**Work order**
From the first line to the last, please reproduce the material exactly, skipping the pictures.

**Data section**
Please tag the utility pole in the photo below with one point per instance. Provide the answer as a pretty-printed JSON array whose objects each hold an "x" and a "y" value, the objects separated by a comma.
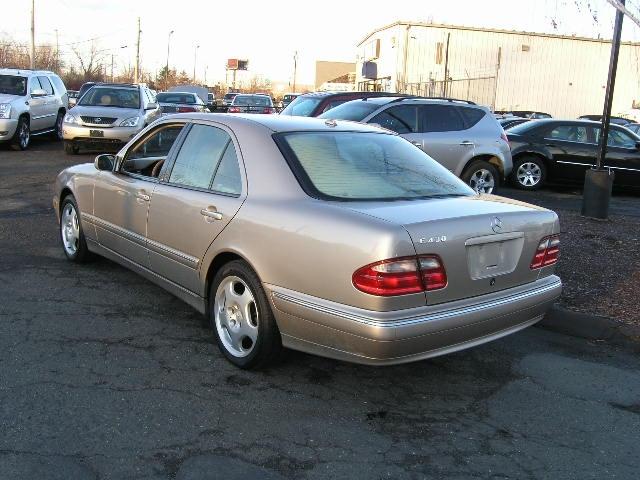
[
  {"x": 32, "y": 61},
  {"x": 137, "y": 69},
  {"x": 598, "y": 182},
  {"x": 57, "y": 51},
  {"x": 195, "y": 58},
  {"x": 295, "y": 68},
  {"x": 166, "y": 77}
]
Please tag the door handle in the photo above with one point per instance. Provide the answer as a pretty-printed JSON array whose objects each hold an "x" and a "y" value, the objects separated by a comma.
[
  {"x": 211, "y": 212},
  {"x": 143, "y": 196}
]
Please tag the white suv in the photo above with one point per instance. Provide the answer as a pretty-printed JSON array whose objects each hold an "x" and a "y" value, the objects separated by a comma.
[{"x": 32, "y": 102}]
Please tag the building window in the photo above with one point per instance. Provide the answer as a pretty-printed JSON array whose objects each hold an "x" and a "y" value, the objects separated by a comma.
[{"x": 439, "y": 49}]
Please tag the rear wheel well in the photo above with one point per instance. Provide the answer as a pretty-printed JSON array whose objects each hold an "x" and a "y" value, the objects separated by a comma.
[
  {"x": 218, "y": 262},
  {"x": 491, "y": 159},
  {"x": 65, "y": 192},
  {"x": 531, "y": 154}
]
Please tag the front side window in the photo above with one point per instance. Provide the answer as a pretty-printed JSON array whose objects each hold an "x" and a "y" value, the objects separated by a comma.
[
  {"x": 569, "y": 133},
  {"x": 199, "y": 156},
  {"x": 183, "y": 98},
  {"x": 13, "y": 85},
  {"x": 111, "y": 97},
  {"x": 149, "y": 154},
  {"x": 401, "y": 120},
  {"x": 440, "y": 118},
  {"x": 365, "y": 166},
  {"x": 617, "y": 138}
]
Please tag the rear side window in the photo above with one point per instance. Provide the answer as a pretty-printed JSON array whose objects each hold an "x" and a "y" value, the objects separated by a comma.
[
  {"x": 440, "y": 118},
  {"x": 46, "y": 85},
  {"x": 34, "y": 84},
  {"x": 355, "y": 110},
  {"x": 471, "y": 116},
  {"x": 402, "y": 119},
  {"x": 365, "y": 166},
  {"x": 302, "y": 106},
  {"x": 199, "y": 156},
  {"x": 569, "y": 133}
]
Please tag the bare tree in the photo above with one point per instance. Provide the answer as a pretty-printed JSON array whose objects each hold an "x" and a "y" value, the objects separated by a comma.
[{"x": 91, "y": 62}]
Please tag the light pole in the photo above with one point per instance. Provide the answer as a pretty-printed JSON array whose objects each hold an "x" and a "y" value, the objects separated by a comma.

**Result**
Please tag the utility pole in the photo below with one point per instance. Provide the answer as a pretty-printed JSON array whose objects each hold an "x" and a "y" value, the objects separated by a comma.
[
  {"x": 32, "y": 61},
  {"x": 137, "y": 69},
  {"x": 598, "y": 182},
  {"x": 57, "y": 51},
  {"x": 195, "y": 58},
  {"x": 295, "y": 68},
  {"x": 166, "y": 77}
]
Please tag the door handle in the photo above with one point per instance. Provide the answer as a pretty-printed JSON array whose objects each hold an "x" and a "y" value, the objects separated by a comma.
[
  {"x": 211, "y": 212},
  {"x": 143, "y": 196}
]
Please tag the white suv in the photo above with one point per instance. Provide the answer as a pretty-printed JSON array whose objects each hold an "x" and a "y" value, the objects separated by a comma.
[{"x": 32, "y": 102}]
Please tag the building window in the photo above with one point per instance. Provide the answer as a pretty-printed JSON array whose objects each hold an "x" and a "y" value, the objects separated by a comma.
[{"x": 439, "y": 49}]
Please tag the rear wheel well in the photo above with one point per instance. Provide the answer as a pretty-printed JSON array whose objects each hold an "x" and a "y" value, the objects separated by a comma.
[
  {"x": 218, "y": 262},
  {"x": 491, "y": 159},
  {"x": 65, "y": 192},
  {"x": 531, "y": 154}
]
Please tag the front side window in the photo above with one point per instance. Provide the answer as a pretty-printed JSON array whose objects each hold an "x" and a "y" value, the objects separated by a comma.
[
  {"x": 569, "y": 133},
  {"x": 199, "y": 156},
  {"x": 183, "y": 98},
  {"x": 13, "y": 85},
  {"x": 111, "y": 97},
  {"x": 149, "y": 154},
  {"x": 401, "y": 120},
  {"x": 440, "y": 118},
  {"x": 365, "y": 166},
  {"x": 617, "y": 138}
]
Please tag the rear side window in the photo above with one point per instance. Provide the answer as a pretty-printed JSON array whose objects each hold an "x" and a "y" value, the objects separated by a comma.
[
  {"x": 440, "y": 118},
  {"x": 46, "y": 85},
  {"x": 34, "y": 84},
  {"x": 355, "y": 110},
  {"x": 471, "y": 116},
  {"x": 402, "y": 119},
  {"x": 365, "y": 166},
  {"x": 302, "y": 106},
  {"x": 199, "y": 156},
  {"x": 569, "y": 133}
]
Please tag the bare tree in the photo above with one point per instance. Provide the answer as a pretty-printed JSON array whose objects each hold an "x" and a "y" value, the objects separated by a comma.
[{"x": 91, "y": 62}]
Please tag the light pole in the photo above with one point per instance. Provide the answer as a pretty-printed JSON array whose objects each hold an "x" and a "y" value, the objects separated by a comma.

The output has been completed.